====== Document text

By default this is a temporary chain, so when you stop your development node the chain will be wiped out. If you want a local development chain that is persistent, you can use the --base-path flag to specify a directory where the chain's data will be stored:

./target/release/creditcoin-node --dev --base-path persistent-chain

Observing the development chain

With a node up and running, it's often useful to inspect the status of the development chain. The Polkadot explorer is the easiest way to take a look at a live chain.

In your browser, open up the Polkadot explorer. Now you'll want to point the explorer at your running development node. In the top left corner, there's a menu accessible by clocking the name of the current chain:

Chain selection menu

In the newly opened menu, expand the Development section at the bottom, then select "Local Node":

"Local Node"

Finally click the Switch button at the top of the chain selection menu: "Switch"

The explorer should now show the chain running on your local node, and new blocks should be appearing regularly (every 15 seconds):

It should look something like this

Learning about substrate

The Creditcoin blockchain is built on the substrate framework, which provides most of the underlying blockchain functionality (P2P networking, block production, block finalizaiton, RPC server, storage, etc.). This allows us to focus on the functionality specific to creditcoin and additionally we benefit from existing tooling developed for the polkadot/substrate ecosystem (such as the polkadot explorer, polkadotJS, telemetry, etc.).

Helpful resources

The official substrate documentation provides a good starting point, I would recommend (at a minimum) reading through all of the material in the Learn section.

That should give you a rough understanding of substrate's architecture, and how the pieces fit together.

For learning about FRAME and best practices, the substrate repository has a bunch of pallets of varying complexity that serve as good reference points. For starters, the sudo pallet is fairly small and digestible.

Architecture and repo layout

This chapter is intended to give a sense of the individual pieces in a creditcoin node, how the pieces fit together, and where the code for those pieces live. For the most part, this will talk about the components a creditcoin developer actually interacts with and won't go in-depth into underlying components (like substrate internals).

============

_Short task 1_
Return the full Creditcoin node text above, word for word.

====== Dataset

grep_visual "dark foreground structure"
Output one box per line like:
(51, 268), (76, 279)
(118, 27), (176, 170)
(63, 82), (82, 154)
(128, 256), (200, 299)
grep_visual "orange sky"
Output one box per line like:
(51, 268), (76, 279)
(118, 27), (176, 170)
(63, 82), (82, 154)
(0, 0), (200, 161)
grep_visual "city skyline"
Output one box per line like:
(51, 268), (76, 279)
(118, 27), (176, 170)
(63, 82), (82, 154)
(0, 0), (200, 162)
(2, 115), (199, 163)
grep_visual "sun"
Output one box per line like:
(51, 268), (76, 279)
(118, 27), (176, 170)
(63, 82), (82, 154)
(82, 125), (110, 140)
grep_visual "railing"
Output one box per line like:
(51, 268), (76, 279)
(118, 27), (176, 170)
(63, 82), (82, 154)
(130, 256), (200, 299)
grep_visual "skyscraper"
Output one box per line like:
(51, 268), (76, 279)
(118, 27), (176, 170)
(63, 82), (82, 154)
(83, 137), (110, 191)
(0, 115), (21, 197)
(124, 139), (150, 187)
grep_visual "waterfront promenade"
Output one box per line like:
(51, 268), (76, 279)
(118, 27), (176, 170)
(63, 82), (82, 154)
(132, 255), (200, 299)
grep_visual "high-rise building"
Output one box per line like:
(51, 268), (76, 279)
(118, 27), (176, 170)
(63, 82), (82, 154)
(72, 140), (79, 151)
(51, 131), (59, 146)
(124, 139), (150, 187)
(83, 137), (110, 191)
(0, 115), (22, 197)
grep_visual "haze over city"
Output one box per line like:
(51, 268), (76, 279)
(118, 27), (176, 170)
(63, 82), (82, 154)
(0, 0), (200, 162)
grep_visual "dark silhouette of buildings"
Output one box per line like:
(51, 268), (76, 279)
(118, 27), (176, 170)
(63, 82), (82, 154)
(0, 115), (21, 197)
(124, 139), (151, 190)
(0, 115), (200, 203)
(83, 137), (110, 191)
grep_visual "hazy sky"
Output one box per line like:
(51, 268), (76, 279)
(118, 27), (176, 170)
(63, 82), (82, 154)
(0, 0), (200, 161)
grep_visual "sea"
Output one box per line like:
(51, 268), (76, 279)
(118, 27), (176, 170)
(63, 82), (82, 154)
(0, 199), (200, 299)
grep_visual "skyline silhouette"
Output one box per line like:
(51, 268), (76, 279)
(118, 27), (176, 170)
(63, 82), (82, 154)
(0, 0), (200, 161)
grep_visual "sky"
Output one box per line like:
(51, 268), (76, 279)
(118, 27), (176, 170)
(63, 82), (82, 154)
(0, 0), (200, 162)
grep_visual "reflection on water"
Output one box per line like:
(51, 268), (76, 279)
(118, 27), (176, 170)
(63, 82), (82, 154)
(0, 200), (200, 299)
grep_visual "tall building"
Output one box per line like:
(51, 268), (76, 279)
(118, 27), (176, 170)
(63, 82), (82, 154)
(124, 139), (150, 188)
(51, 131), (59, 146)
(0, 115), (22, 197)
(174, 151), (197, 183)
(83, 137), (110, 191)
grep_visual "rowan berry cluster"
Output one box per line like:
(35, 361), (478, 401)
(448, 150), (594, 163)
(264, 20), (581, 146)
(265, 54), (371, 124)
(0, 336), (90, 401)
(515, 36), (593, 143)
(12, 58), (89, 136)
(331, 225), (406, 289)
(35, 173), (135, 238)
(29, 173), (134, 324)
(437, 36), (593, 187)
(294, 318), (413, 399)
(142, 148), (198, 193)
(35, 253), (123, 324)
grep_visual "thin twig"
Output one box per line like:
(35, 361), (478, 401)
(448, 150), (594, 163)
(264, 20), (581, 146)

============

_Short task 2_
Count the lines in the records above that contain the string "silhouette". Reply with only the number.

_Final answer 1_
By default this is a temporary chain, so when you stop your development node the chain will be wiped out. If you want a local development chain that is persistent, you can use the --base-path flag to specify a directory where the chain's data will be stored:

./target/release/creditcoin-node --dev --base-path persistent-chain

Observing the development chain

With a node up and running, it's often useful to inspect the status of the development chain. The Polkadot explorer is the easiest way to take a look at a live chain.

In your browser, open up the Polkadot explorer. Now you'll want to point the explorer at your running development node. In the top left corner, there's a menu accessible by clocking the name of the current chain:

Chain selection menu

In the newly opened menu, expand the Development section at the bottom, then select "Local Node":

"Local Node"

Finally click the Switch button at the top of the chain selection menu: "Switch"

The explorer should now show the chain running on your local node, and new blocks should be appearing regularly (every 15 seconds):

It should look something like this

Learning about substrate

The Creditcoin blockchain is built on the substrate framework, which provides most of the underlying blockchain functionality (P2P networking, block production, block finalizaiton, RPC server, storage, etc.). This allows us to focus on the functionality specific to creditcoin and additionally we benefit from existing tooling developed for the polkadot/substrate ecosystem (such as the polkadot explorer, polkadotJS, telemetry, etc.).

Helpful resources

The official substrate documentation provides a good starting point, I would recommend (at a minimum) reading through all of the material in the Learn section.

That should give you a rough understanding of substrate's architecture, and how the pieces fit together.

For learning about FRAME and best practices, the substrate repository has a bunch of pallets of varying complexity that serve as good reference points. For starters, the sudo pallet is fairly small and digestible.

Architecture and repo layout

This chapter is intended to give a sense of the individual pieces in a creditcoin node, how the pieces fit together, and where the code for those pieces live. For the most part, this will talk about the components a creditcoin developer actually interacts with and won't go in-depth into underlying components (like substrate internals).

_Final answer 2_
2